◆ Provided records:
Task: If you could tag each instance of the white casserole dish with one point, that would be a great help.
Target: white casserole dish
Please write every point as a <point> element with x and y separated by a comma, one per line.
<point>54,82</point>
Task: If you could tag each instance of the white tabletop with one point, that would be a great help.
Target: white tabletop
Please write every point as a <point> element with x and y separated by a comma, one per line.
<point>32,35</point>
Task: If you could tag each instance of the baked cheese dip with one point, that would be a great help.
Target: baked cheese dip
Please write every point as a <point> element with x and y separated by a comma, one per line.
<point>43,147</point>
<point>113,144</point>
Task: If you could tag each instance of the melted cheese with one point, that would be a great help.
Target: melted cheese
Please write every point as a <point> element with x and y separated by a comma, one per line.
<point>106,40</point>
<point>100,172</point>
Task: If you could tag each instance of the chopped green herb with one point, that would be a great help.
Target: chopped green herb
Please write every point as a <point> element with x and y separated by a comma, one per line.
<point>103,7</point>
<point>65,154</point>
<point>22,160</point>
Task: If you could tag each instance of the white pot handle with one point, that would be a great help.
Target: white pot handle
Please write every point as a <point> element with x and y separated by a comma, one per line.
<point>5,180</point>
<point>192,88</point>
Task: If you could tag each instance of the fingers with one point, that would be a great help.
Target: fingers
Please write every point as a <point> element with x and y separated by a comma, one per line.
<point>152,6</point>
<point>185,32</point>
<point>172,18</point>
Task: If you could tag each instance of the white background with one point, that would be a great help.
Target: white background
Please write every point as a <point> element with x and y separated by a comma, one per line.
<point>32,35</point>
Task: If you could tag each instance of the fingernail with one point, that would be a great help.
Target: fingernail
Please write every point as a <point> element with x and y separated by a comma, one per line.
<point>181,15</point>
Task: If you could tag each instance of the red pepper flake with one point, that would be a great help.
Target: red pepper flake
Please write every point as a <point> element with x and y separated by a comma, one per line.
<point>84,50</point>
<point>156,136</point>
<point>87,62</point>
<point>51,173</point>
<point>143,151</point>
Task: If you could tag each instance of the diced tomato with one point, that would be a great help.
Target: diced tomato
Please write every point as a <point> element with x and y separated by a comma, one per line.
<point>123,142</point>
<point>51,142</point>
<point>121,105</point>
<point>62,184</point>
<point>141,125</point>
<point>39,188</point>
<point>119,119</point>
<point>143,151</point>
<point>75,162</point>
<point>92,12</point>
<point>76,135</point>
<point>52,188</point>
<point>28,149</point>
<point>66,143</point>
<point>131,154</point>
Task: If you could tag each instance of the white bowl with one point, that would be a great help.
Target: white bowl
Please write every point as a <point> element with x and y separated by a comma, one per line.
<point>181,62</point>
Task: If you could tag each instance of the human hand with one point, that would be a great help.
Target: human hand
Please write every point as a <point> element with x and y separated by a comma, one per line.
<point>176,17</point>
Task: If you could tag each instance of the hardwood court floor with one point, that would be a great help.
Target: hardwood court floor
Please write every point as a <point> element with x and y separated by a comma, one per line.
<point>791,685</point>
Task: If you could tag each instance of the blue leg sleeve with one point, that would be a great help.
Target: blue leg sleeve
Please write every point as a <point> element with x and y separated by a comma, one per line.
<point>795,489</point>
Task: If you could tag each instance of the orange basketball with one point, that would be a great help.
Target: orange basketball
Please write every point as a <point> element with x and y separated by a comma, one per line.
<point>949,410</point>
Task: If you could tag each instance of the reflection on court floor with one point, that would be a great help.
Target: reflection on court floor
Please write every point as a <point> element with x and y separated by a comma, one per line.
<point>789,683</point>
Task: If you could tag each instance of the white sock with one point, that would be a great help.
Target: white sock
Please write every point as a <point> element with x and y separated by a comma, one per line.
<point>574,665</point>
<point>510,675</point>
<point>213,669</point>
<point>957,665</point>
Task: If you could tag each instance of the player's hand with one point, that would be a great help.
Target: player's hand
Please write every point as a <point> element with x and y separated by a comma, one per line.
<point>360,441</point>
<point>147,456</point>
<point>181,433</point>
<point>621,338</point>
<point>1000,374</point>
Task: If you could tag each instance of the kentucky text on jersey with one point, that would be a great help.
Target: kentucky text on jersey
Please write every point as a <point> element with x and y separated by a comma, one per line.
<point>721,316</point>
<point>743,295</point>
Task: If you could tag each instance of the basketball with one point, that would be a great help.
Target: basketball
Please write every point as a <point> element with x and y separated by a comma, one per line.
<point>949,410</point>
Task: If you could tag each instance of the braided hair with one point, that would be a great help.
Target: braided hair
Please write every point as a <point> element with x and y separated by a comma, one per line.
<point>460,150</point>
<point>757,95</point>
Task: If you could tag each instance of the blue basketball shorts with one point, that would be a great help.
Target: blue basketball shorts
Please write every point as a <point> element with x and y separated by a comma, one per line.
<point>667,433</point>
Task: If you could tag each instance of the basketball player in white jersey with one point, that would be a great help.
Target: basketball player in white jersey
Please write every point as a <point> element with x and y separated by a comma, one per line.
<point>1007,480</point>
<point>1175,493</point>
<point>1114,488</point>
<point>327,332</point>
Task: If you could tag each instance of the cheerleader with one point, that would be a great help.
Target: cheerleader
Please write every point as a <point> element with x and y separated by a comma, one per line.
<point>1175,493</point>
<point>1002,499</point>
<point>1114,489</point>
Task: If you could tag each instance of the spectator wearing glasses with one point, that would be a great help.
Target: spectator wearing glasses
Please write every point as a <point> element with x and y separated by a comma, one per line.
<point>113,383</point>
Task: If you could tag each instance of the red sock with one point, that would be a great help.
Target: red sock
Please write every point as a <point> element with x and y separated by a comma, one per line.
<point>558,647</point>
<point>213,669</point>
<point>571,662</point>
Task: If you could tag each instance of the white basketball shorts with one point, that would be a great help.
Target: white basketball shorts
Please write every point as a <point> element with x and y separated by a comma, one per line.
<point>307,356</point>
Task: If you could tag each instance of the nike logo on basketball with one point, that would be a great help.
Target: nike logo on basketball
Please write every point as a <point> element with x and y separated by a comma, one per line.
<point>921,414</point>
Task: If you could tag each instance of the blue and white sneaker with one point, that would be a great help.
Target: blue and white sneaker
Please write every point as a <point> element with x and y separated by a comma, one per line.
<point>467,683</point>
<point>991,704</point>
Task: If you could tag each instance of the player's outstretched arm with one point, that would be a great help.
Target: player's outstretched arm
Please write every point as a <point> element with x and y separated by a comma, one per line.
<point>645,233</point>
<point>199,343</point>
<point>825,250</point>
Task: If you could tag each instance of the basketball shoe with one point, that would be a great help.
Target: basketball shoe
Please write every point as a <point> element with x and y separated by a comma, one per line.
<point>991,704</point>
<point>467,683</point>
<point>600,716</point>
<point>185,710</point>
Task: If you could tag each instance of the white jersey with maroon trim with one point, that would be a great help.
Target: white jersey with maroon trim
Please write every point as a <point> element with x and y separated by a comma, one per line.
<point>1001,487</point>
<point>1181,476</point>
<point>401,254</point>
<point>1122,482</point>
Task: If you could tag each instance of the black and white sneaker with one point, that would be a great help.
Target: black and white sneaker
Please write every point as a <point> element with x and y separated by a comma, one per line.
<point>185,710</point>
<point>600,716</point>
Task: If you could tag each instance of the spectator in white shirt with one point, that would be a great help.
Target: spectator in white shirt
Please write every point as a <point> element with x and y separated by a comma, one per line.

◆ Exercise details:
Using the material above, transcribe exactly the lines from the line with "Target: white background" to the line with "Target: diced tomato"; both count, and nothing else goes in.

◆ Answer to this problem:
Target: white background
Please write every point as a <point> element with x and y separated by a comma, one per line.
<point>32,35</point>
Task: If you could tag each instance of the fingernail with one point, that would be a great help.
Target: fingernail
Please write every point as a <point> element with x and y separated by a comma, one per line.
<point>181,15</point>
Task: If you could tag each instance of the red pepper flake with one point, that would be a great help.
Target: red pepper flake
Please write every point as a <point> element with x and y separated by a comma, one per line.
<point>84,50</point>
<point>156,136</point>
<point>87,62</point>
<point>51,173</point>
<point>143,151</point>
Task: If you could tag each instance of the diced tomato with one point, that would be a great help.
Target: diced tomato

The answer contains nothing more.